Rewrite every row below, substituting "steel railing" for each occurrence of "metal handrail" and keeping all other text unchanged.

Rows contained in a dataset:

-------

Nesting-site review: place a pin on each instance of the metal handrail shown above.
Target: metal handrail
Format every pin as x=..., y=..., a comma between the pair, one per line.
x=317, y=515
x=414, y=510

-------

Output of the task:
Nesting-site review: place a pin on each instance of the steel railing shown above.
Target: steel railing
Format every pin as x=..., y=..., a comma between the pair, one per line.
x=317, y=515
x=414, y=510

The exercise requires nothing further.